*Records for the task:*

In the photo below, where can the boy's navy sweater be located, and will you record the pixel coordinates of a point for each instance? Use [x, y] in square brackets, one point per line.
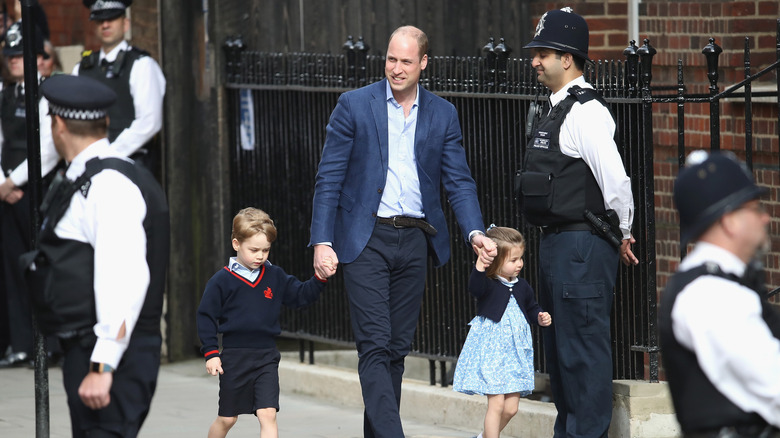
[247, 313]
[493, 297]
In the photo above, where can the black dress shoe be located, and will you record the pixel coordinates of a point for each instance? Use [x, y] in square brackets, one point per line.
[14, 360]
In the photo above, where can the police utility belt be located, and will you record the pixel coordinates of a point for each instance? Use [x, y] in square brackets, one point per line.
[605, 226]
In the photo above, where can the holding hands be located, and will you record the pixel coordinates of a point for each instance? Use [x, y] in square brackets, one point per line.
[485, 248]
[545, 319]
[214, 366]
[325, 261]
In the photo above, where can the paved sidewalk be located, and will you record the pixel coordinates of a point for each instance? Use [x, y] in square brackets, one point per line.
[185, 404]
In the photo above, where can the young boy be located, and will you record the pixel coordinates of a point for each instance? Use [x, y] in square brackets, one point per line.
[242, 302]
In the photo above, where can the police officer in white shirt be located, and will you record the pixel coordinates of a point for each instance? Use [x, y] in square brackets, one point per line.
[98, 274]
[136, 78]
[572, 166]
[720, 336]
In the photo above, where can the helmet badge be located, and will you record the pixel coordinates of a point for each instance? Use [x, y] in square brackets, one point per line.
[540, 25]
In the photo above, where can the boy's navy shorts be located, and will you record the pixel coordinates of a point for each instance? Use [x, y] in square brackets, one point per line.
[250, 381]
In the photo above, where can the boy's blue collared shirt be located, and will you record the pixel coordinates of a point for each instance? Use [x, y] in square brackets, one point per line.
[242, 270]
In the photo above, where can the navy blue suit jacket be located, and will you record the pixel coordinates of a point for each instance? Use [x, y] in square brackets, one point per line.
[353, 171]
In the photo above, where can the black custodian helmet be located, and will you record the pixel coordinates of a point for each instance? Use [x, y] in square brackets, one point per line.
[710, 186]
[563, 30]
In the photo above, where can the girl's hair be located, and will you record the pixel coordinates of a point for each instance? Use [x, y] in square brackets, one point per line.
[506, 239]
[251, 221]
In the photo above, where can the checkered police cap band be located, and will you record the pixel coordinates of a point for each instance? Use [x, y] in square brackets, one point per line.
[101, 5]
[77, 114]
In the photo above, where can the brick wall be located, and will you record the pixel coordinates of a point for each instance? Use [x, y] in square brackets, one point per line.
[680, 30]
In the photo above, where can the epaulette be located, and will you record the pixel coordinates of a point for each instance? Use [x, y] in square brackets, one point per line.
[138, 51]
[584, 95]
[88, 59]
[84, 188]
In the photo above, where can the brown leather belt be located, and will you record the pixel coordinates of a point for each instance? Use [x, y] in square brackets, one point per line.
[408, 222]
[555, 229]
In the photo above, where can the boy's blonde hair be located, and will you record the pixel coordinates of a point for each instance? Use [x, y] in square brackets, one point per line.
[505, 239]
[251, 221]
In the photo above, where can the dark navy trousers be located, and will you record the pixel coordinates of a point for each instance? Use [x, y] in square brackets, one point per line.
[385, 286]
[578, 271]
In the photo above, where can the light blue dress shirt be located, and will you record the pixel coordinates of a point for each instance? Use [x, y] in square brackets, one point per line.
[401, 195]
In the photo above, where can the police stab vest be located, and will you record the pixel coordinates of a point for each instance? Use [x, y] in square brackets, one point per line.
[117, 76]
[13, 119]
[699, 405]
[554, 188]
[61, 271]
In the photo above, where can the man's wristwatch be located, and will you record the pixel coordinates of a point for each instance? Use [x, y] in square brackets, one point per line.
[99, 367]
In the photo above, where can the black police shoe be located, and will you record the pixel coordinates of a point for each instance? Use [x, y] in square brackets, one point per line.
[14, 360]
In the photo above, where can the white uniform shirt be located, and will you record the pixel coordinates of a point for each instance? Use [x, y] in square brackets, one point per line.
[147, 86]
[588, 133]
[49, 156]
[721, 321]
[110, 219]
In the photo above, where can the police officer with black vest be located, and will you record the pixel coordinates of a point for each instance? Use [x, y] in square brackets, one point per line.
[15, 222]
[720, 336]
[135, 77]
[98, 274]
[572, 184]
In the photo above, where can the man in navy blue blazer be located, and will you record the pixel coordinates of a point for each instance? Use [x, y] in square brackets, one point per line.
[390, 148]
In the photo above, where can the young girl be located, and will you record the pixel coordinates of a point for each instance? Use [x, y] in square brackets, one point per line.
[497, 359]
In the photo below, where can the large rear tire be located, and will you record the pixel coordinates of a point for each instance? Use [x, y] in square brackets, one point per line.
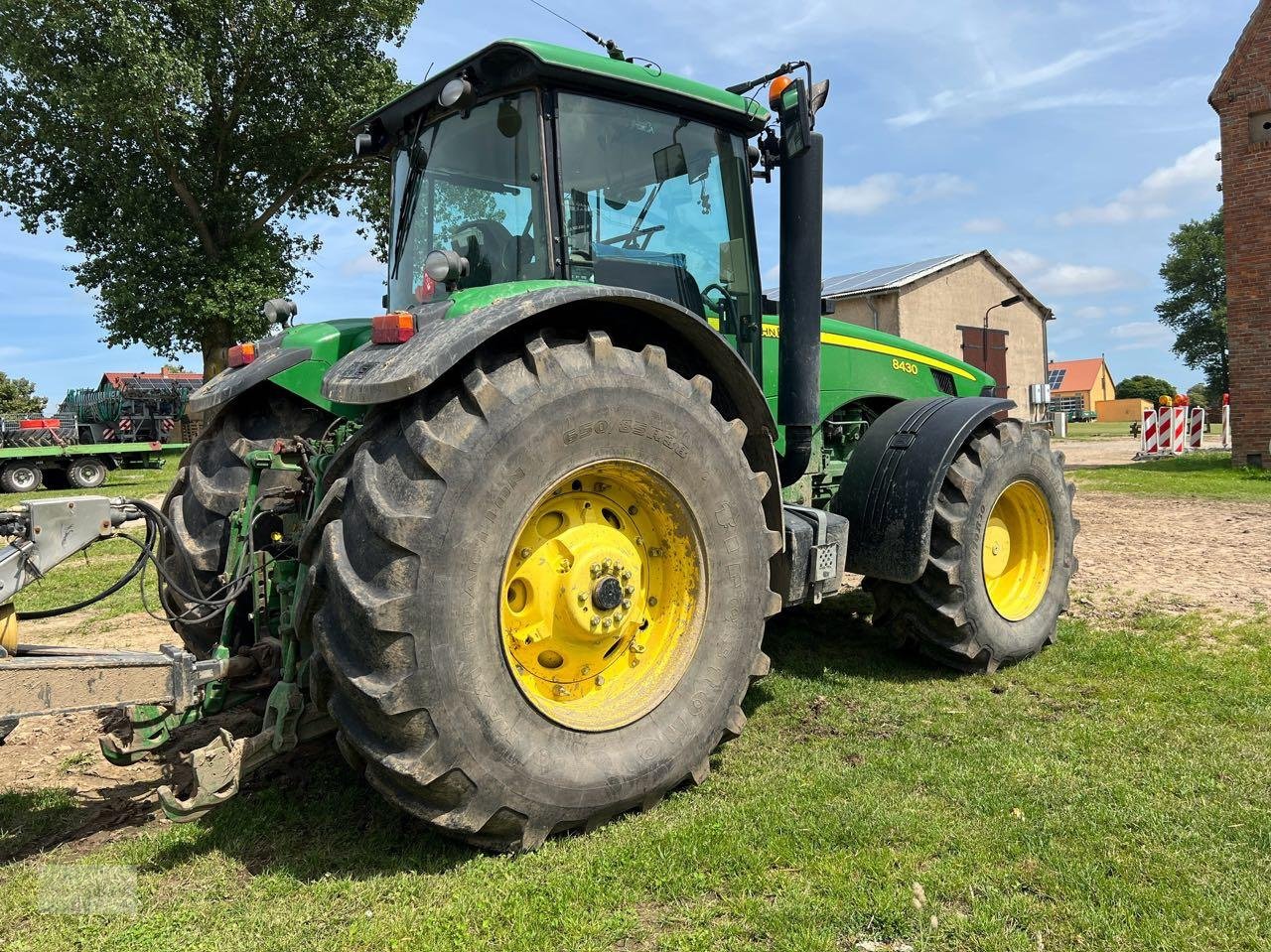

*Task objective:* Report how many lines in the items above contain the word "helmet". Give the number only.

*Exercise answer:* 2